» Passage provided:
• • • • •

After many months of rumors and speculation, the Cubs finally pulled the ripcord on their rebuild in earnest at last year’s trade deadline. In quick succession, Kris Bryant, Javier Baez, Anthony Rizzo, Craig Kimbrel, Ryan Tepera, Andrew Chafin, Jake Marisnick and Trevor Williams were all given opportunities elsewhere.
Now the roster mostly consists of new faces, a combination of players with limited big league resumes and more experienced players acquired since the offseason began. That leaves five-year veteran Ian Happ as one of the longer tenured Cubs remaining, despite having just turned 27 in August. Assuming there are no drastic changes to the service time structure in the upcoming CBA, the Cubs can keep Happ around for two more seasons via arbitration. That makes him an interesting trade chip if the Cubs don’t return to being competitive in the next two years.
How hard they intend to try to compete in the short-term is an open question at this point. After such an aggressive selloff, it stands to reason that they will take some time executing the standard rebuild playbook of focusing on loading the farm system with prospects and using the big league team to evaluate younger talent. Going into the offseason, president of baseball operations Jed Hoyer said that the club would be “really active in free agency” but “spend money intelligently.” Since then, the club has been more active than some expected, adding Wade Miley, Yan Gomes and Marcus Stroman. However, the team still has flaws. It’s just one metric, but FanGraphs’ Depth Charts currently peg the Cubs 27th in the league in projected WAR for 2022.
The team could certainly still pursue upgrades, as their projected $114MM payroll, per Jason Martinez of Roster Resource, would be almost $90MM shy of their franchise record, per Cot’s Baseball Contracts. However, they have mostly eschewed lengthy commitments recently, meaning that their books open up even more after 2023. Willson Contreras and Wade Miley are set to reach free agency after this year, Jason Heyward after 2023. Kyle Hendricks and Yan Gomes have two guaranteed years remaining, with the Cubs holding club options over both for 2024. That means that the only guarantees for 2024 are the $21MM for the last year of Marcus Stroman’s deal, which he has the ability to opt out of, and the last guaranteed year of David Bote’s extension, which is just $5.5MM. (There are also opt-outs of $1MM and $500K on Bote’s options for 2025 and 2026.)

• • • • •

» Task brief: List every player the article on the Cubs' rebuild names as having been given opportunities elsewhere at last year's trade deadline. The records that come next have no connection to the article on the Cubs' rebuild.

» Recorded information:
• • • • •

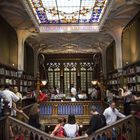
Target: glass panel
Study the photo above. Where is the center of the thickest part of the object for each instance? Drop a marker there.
(68, 11)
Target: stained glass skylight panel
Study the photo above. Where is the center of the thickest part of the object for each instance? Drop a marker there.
(68, 11)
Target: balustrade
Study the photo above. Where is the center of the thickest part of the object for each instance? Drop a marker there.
(50, 111)
(123, 128)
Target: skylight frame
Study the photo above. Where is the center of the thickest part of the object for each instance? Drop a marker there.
(42, 15)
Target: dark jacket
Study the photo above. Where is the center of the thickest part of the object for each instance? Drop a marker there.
(34, 120)
(96, 122)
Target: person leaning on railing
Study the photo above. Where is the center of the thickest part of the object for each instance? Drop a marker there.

• • • • •

» Reply: Kris Bryant, Javier Baez, Anthony Rizzo, Craig Kimbrel, Ryan Tepera, Andrew Chafin, Jake Marisnick and Trevor Williams.